++++ Study text ++++
VISION is a member of the Last Chance Alliance, a broad coalition that sent Newsom an open letter on June 21 urging him to:

  1. “Direct CalGEM to issue a public health rule that includes at least a 2,500-foot setback between new and existing fossil fuel operations and all sensitive sites.
  2. Issue a moratorium on all new oil or gas permits within 2,500 feet of homes, schools and other sensitive sites until the rulemaking process has delivered equal or stronger protections for new and existing permits.”

Last Chance Alliance describes itself as an alliance of more than 750 public health, environmental justice, climate, and labor organizations united to urge Governor Gavin Newsom to end fossil fuel extraction across California and build a just climate future where every community can thrive.

Uduak-Joe Ntuk, California’s oil and gas supervisor, was not made available for an interview with the Associated Press at press time on Tuesday. However, Lisa Lien-Mager, a spokeswoman for the California Natural Resources Agency that oversees CalGEM, told the AP that the issue is complex and requires more time.

Regulators “continue to work toward developing science-based health and safety regulations to protect communities and workers from the impacts of oil extraction activities,” she said in an email to AP reporter Kathleen Ronayne.

I have written hundreds of articles on this website documenting the reason for California’s failure to protect the public from oil and gas  drilling  — capture of the Governor’s Office, Legislature and regulatory agencies by Big Oil.

On April 27, Amy Moas of Greenpeace began a series of pieces profiling some of the many ways that the fossil fuel industry exerts pressure across California’s government with a well-written and well-researched piece, “California’s Fossil Fuel Friendships – Part 1. Votes for Polluters over People.” These reports confirm the results of my extensive research over the past decade.

“Through lobbying, insider influence, campaign spending and more, the fossil fuel industry has secured friends within the Governor’s office, and at the legislative and regulatory levels resulting in cuts to public health and climate ambitions,” she wrote: www.greenpeace.org/…

In her first piece, she reported on the 4 lawmakers holding up crucial health protections for more than 2 million Californians living near drilling, focusing on two bills —  AB 345 in 2020 and SB467 in 2021- that would have required health and safety setbacks around oil and gas wells for the first time.

Official findings compiled by Moas reveal that those four lawmakers — State Senator Majority Leader Robert Hertzberg, Senator Ben Hueso, Senator Susan Eggman and Senate President pro Tempore Toni Atkins — received a total of $288,607 in donations from the oil and gas industry.
++++ Records shown ++++
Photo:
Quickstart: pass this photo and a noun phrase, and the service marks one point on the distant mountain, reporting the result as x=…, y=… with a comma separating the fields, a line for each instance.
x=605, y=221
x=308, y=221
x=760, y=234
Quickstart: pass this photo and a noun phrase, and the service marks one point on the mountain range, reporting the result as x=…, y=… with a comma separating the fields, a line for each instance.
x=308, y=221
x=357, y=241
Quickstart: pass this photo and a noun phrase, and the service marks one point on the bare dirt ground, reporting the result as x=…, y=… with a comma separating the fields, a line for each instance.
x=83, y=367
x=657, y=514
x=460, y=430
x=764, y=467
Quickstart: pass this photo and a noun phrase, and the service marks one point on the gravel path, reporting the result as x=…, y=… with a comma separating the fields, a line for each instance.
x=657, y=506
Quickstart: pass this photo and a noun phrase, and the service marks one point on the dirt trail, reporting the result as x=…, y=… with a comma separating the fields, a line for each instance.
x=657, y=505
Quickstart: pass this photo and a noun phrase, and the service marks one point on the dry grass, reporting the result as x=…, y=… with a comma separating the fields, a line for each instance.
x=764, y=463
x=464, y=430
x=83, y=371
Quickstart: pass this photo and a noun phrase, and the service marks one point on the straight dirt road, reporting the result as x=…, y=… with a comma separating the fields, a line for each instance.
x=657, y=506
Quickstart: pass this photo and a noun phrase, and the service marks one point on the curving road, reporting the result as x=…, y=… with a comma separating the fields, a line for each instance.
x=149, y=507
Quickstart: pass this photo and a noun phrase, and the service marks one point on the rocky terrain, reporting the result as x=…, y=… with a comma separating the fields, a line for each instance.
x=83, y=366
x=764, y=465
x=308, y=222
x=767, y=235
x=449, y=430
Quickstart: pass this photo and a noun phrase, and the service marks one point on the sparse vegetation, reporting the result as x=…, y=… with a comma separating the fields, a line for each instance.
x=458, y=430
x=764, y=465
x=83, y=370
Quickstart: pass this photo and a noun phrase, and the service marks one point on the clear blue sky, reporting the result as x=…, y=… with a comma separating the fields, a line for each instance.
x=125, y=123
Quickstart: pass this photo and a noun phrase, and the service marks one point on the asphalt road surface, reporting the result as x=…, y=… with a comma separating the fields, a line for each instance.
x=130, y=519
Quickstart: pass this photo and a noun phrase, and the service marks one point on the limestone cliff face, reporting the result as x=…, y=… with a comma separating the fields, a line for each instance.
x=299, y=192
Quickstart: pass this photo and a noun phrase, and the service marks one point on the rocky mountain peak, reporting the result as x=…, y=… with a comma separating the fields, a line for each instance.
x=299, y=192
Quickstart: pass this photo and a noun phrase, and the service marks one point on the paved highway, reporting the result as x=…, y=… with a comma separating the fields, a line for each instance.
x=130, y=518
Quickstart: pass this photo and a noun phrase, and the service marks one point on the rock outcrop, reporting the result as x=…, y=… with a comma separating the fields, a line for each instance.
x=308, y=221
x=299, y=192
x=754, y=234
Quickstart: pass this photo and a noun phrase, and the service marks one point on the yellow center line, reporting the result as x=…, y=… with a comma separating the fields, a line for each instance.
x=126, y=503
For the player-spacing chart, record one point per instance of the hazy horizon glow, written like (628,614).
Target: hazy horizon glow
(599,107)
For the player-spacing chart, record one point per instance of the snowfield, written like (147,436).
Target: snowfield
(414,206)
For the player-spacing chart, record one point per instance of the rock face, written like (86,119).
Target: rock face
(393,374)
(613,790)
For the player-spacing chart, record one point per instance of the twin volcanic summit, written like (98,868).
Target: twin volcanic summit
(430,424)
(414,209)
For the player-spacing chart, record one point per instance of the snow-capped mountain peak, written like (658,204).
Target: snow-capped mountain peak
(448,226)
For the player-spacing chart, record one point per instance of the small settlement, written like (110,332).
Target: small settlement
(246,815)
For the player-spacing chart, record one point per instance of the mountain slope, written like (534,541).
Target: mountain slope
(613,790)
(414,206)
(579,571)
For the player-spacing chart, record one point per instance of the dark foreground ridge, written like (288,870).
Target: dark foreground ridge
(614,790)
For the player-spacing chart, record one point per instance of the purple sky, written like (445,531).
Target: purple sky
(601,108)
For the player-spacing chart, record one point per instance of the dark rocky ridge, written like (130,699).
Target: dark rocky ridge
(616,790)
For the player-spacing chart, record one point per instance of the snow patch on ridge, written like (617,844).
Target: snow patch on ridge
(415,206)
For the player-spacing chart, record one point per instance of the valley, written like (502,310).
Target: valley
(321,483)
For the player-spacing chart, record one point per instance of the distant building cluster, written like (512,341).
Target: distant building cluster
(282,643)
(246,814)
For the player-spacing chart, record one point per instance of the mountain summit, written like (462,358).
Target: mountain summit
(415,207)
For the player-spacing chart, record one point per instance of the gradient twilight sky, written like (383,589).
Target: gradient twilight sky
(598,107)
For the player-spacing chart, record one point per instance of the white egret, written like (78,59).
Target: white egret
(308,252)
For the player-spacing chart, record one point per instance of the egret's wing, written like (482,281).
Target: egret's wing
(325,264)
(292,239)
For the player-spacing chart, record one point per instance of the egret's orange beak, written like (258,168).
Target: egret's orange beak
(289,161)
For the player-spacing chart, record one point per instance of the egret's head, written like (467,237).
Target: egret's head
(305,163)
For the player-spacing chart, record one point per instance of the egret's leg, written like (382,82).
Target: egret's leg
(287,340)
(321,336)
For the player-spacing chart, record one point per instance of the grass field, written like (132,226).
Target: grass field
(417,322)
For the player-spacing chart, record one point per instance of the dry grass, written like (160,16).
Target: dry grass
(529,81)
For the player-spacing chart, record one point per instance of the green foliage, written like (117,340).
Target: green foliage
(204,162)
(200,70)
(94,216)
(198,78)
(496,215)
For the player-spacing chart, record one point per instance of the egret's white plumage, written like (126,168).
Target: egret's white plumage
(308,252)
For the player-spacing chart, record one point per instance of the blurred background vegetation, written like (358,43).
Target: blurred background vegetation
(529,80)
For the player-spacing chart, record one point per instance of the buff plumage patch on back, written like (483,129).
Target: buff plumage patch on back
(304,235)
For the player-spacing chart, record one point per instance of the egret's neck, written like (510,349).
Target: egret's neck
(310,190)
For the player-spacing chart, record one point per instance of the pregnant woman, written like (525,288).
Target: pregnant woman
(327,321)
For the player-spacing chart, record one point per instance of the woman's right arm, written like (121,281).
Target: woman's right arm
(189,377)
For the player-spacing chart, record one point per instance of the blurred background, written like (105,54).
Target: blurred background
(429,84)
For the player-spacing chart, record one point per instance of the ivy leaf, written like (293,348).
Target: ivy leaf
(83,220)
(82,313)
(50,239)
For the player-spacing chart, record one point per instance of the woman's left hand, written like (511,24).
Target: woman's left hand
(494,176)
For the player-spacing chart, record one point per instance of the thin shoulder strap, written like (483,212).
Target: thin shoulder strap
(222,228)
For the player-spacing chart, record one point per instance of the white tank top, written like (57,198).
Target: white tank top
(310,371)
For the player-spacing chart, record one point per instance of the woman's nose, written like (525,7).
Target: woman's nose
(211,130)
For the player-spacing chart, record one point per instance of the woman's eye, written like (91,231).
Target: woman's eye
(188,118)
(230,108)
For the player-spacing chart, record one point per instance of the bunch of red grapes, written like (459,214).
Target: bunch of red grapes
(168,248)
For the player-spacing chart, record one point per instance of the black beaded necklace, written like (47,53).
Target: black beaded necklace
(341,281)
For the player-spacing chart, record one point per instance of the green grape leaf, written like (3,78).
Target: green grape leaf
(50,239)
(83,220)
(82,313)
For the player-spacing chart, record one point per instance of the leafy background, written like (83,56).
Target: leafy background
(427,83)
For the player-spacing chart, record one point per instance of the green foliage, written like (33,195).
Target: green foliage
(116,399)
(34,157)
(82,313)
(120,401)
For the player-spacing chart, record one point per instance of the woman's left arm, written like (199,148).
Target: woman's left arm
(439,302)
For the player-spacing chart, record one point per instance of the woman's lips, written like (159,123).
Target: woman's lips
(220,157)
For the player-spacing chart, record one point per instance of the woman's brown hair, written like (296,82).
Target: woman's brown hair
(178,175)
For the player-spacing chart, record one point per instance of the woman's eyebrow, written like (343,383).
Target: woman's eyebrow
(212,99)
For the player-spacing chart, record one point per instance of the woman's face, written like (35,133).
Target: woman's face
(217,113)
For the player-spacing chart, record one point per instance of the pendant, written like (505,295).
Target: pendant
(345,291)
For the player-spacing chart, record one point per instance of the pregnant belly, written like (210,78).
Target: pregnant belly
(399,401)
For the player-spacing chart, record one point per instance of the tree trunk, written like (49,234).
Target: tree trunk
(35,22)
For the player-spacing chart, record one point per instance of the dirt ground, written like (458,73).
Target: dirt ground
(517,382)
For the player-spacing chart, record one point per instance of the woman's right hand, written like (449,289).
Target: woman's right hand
++++
* [Exercise objective]
For each statement, say yes or no to whether the article on California oil drilling agrees with it, and quote the words from the article that settle it. (a) The Last Chance Alliance letter asked for a setback of at least 2,500 feet. (b) Uduak-Joe Ntuk gave an interview to the Associated Press. (c) The four lawmakers named by Moas received a total of $288,607 from the oil and gas industry. You won't need the items for anything here.

* [Worked solution]
(a) Yes: "includes at least a 2,500-foot setback between new and existing fossil fuel operations and all sensitive sites"
(b) No: "was not made available for an interview with the Associated Press at press time on Tuesday"
(c) Yes: "received a total of $288,607 in donations from the oil and gas industry"